*Document extract*
------------------------------------------------

The breakout of a pandemic and the sudden need to avoid other people has made it somewhat difficult for singles looking for love, while others are scrambling for the door.

But people are adapting, and lockdown has inspired a new way of dating.

In fact, lockdown dating has become so ‘normal’ there’s even a series about it.


One of the first stories of ‘love in lockdown’ to emerge was that of New York photographer Jeremy Cohen, who saw the girl of his dreams, Tori, dancing on a neighbouring rooftop.

But just how do you get someone’s attention when you can’t really just pop on over and say hi? In Jeremy’s case he taped his phone number to a drone and flew it over to the mystery woman.

Lucky for him she texted and what later ensued was an iso long-distance rooftop dinner date over facetime and eventually a face to face meeting, but with Jeremy adhering to social distancing rules, of course, by rolling across the street in an inflatable bubble.

He didn’t come empty handed either, bearing gifts of flowers and hand sanitiser that he couldn’t give his newfound crush because they were in the bubble with him (didn’t think that through).


Online dating goes for a record

The Inner Circle, a dating site for young professionals, has suggested new ways of online dating during COVID such as setting up a video call, playing an online game together, or swapping movie recommendations.

If you thought online dating was big before the ‘Rona’, think again.

------------------------------------------------

*Record set*

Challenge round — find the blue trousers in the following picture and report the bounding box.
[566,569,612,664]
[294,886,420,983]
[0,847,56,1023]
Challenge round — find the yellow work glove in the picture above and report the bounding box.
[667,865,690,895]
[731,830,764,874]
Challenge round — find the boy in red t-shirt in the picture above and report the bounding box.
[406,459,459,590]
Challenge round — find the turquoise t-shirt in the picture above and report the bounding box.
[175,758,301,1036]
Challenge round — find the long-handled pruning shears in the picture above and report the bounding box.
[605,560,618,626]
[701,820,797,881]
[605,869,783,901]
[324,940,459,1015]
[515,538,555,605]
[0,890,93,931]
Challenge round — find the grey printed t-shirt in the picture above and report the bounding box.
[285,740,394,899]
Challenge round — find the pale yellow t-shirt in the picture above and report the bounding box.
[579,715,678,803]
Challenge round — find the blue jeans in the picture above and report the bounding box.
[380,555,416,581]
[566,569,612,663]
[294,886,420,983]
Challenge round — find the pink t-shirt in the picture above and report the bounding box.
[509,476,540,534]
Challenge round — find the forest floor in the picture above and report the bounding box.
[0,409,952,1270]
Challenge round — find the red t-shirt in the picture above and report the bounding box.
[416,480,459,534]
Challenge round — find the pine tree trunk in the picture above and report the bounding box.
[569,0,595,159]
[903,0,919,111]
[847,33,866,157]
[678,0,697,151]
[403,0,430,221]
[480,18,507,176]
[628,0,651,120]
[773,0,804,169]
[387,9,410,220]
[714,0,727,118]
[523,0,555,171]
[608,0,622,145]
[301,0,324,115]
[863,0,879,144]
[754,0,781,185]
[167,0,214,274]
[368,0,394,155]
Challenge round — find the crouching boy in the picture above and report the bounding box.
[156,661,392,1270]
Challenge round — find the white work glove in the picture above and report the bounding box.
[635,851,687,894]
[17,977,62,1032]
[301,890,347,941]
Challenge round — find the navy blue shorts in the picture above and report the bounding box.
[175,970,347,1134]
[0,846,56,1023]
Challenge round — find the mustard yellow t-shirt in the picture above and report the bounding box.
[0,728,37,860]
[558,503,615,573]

------------------------------------------------

*What this task involves*
Please list every new way of online dating during COVID that The Inner Circle suggested, according to the lockdown dating article. The entries have nothing to do with the lockdown dating article.

*Answer section*
- Setting up a video call
- Playing an online game together
- Swapping movie recommendations